## Information
####################

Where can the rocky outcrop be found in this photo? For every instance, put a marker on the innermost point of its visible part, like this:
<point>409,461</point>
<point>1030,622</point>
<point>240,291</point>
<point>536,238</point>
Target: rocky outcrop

####################

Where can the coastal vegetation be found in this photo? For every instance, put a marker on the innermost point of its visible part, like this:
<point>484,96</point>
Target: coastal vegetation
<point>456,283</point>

####################

## How to complete this task
Reproduce each line of the entries in which the word "rocky" is found.

## Output for this task
Where can the rocky outcrop be found in this photo? For every instance, put a marker on the innermost point of its visible part, like this:
Target: rocky outcrop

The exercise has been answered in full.